**AVAILABLE RECORDS:**
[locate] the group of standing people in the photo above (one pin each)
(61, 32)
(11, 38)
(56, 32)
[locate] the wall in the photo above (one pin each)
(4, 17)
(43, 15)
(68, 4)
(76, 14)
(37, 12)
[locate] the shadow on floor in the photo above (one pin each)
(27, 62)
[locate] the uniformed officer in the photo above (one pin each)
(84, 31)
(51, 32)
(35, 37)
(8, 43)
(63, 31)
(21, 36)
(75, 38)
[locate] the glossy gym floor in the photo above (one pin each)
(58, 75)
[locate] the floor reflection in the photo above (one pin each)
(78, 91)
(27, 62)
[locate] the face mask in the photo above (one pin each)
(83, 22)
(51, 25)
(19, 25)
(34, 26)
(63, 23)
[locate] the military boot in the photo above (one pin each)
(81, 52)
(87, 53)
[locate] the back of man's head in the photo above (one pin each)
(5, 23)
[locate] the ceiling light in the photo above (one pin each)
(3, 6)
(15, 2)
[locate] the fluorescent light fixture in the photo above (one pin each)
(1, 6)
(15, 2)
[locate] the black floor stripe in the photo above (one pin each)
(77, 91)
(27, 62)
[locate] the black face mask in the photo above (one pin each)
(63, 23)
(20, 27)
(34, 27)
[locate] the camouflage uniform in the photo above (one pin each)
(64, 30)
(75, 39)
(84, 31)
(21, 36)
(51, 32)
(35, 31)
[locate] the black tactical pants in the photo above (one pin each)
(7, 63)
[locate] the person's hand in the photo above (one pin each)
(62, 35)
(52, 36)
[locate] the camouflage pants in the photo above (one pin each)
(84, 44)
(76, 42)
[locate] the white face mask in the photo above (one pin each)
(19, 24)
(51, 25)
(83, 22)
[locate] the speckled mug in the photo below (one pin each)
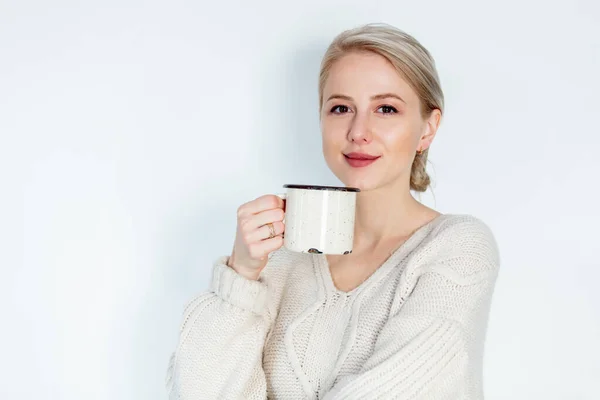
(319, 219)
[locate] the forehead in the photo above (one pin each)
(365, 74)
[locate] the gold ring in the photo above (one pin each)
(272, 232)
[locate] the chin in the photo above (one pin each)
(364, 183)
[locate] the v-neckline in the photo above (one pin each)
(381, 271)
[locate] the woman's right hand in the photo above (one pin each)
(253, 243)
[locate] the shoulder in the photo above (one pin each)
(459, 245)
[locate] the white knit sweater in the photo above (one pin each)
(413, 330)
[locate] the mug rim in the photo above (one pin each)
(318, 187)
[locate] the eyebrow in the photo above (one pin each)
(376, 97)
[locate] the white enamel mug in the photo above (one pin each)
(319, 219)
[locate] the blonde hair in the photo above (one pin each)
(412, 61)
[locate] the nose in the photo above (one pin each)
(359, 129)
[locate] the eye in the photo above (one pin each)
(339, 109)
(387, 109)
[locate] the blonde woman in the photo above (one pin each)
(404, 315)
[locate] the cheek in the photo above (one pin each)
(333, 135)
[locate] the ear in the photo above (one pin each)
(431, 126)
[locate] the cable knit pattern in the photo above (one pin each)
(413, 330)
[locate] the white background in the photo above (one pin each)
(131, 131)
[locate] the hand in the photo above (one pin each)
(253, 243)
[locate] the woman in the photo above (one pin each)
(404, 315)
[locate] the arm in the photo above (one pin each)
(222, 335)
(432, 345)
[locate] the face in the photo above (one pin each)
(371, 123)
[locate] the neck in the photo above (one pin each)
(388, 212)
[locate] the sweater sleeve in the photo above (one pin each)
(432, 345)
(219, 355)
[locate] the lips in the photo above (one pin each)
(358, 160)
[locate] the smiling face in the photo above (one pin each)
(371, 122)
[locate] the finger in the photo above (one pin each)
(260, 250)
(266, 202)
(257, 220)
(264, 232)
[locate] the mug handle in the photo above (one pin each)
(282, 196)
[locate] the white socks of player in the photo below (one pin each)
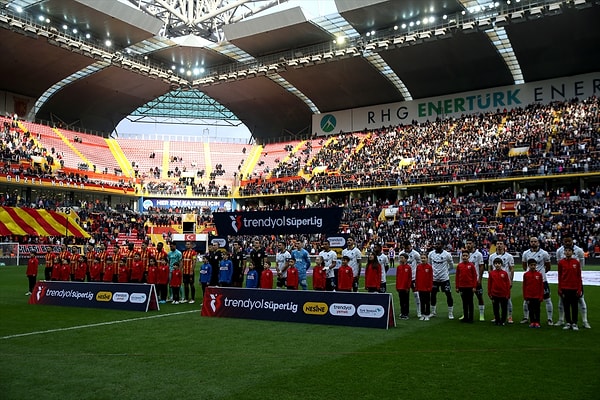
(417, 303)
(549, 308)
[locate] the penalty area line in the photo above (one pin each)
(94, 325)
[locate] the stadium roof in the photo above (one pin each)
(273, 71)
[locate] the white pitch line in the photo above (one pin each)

--

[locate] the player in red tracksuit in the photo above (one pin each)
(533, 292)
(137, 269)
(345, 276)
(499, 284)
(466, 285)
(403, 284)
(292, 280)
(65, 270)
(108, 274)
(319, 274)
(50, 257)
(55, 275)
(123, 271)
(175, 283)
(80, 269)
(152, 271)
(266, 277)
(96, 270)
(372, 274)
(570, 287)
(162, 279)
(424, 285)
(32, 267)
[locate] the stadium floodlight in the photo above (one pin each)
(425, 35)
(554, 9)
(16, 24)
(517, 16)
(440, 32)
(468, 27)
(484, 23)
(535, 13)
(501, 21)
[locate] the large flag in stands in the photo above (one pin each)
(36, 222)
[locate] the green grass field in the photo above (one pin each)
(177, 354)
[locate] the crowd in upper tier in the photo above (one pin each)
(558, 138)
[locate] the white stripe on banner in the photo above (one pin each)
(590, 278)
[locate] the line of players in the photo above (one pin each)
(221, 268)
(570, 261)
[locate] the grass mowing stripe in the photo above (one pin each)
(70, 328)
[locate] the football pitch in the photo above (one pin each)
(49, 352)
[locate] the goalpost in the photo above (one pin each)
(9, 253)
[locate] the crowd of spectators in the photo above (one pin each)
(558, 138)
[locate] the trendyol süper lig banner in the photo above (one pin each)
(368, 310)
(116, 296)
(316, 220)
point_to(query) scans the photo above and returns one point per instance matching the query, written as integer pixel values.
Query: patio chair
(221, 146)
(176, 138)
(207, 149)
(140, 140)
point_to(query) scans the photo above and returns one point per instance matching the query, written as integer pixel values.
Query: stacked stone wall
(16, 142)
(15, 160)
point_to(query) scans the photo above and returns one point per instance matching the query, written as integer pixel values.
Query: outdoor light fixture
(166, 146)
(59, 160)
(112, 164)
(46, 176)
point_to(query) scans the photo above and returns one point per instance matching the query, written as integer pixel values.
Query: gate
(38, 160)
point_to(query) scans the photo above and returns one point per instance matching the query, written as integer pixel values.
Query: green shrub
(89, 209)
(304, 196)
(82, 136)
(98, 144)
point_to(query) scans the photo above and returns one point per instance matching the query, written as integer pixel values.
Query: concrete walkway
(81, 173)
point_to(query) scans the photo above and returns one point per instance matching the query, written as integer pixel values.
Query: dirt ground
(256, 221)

...

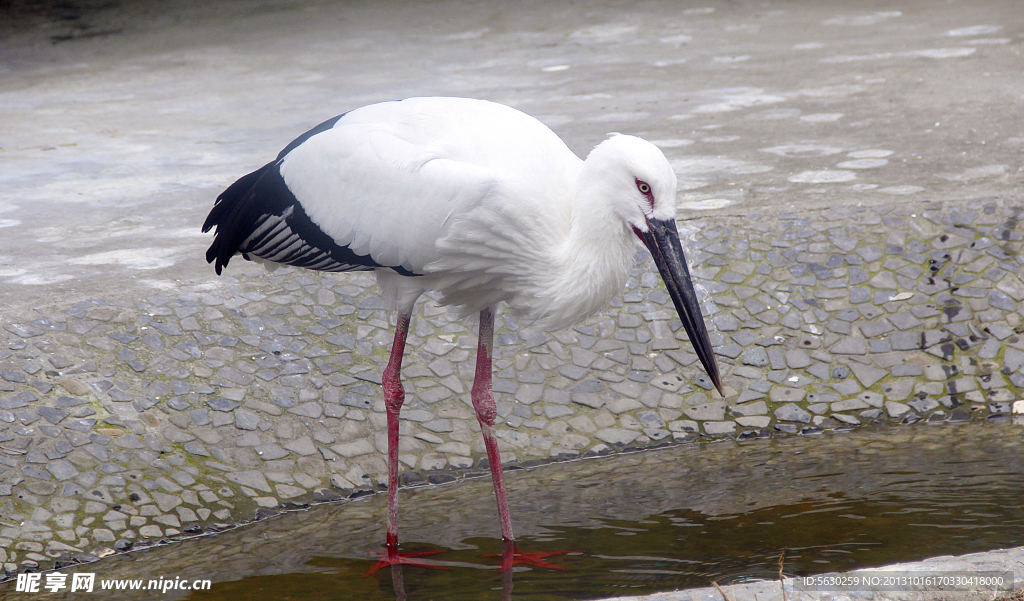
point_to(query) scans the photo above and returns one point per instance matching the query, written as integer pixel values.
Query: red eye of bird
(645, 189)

**WORK REQUEST:** Copy word for word only the lines above from the one with "[locate] the finger" through the one with "[locate] the white pitch". Leave pictures out.

**ANSWER BOX:**
[locate] the finger in the photo above (one pin each)
(260, 250)
(266, 202)
(257, 220)
(264, 232)
[locate] the mug handle in the photo above (one pin each)
(282, 196)
[locate] the white socks of player in the photo below (one pin each)
(417, 303)
(549, 308)
[locate] the penalty area line in the photo above (one pin each)
(94, 325)
[locate] the stadium roof in the photo above (one pin each)
(273, 71)
[locate] the white pitch line in the photo above (one pin each)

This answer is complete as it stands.